=== EXERCISE OBJECTIVE ===
Reproduce every line of the records below, including the requests and the format samples, but increase each pixel coordinate in the answer polygons by 46. Omit the pictures from your output.

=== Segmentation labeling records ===

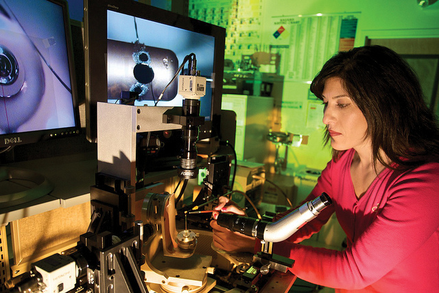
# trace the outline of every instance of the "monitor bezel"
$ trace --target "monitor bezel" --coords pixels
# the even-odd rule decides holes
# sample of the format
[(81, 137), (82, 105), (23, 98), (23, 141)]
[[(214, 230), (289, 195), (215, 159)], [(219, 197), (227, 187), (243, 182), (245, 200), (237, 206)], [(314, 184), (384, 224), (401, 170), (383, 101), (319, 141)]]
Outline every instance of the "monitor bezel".
[(75, 126), (65, 128), (56, 128), (52, 129), (44, 129), (26, 132), (0, 134), (0, 148), (8, 148), (14, 147), (16, 145), (34, 143), (40, 141), (76, 136), (81, 132), (79, 104), (75, 77), (76, 75), (75, 69), (75, 60), (73, 58), (70, 16), (69, 14), (69, 5), (65, 0), (45, 1), (47, 2), (51, 2), (56, 5), (60, 6), (62, 8), (64, 30), (66, 36), (65, 41), (67, 50), (67, 53), (71, 87), (71, 89)]
[[(226, 30), (182, 14), (136, 1), (84, 0), (86, 128), (87, 139), (97, 142), (97, 104), (107, 102), (107, 10), (198, 32), (215, 38), (211, 120), (200, 127), (199, 139), (217, 135), (221, 114)], [(191, 52), (188, 52), (188, 54)], [(202, 56), (198, 56), (202, 58)]]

=== IN RESPONSE ===
# trace the outline of every instance of the "monitor bezel"
$ trace --target "monitor bezel" --coords pixels
# the even-odd rule decides holes
# sample of the format
[(81, 137), (82, 105), (23, 98), (23, 141)]
[[(214, 230), (289, 195), (215, 159)], [(219, 197), (227, 187), (243, 182), (245, 200), (237, 206)], [(314, 184), (384, 224), (401, 170), (383, 101), (319, 141)]]
Outline every instance of the "monitor bezel".
[(121, 172), (111, 174), (102, 174), (98, 175), (90, 175), (72, 178), (46, 180), (46, 194), (54, 194), (60, 193), (62, 191), (80, 189), (86, 187), (122, 182), (127, 178), (125, 150), (121, 123), (122, 121), (121, 115), (121, 106), (119, 104), (116, 62), (115, 60), (115, 51), (111, 46), (91, 47), (93, 48), (97, 48), (102, 51), (106, 52), (108, 54), (110, 76), (112, 82), (111, 87), (113, 96), (113, 99), (117, 133), (117, 135)]
[[(272, 76), (228, 60), (182, 47), (130, 46), (132, 174), (133, 185), (143, 188), (143, 150), (153, 148), (153, 56), (244, 78), (261, 84), (257, 166), (246, 173), (245, 185), (263, 181), (267, 160)], [(237, 98), (234, 98), (234, 100)], [(248, 102), (244, 102), (248, 104)]]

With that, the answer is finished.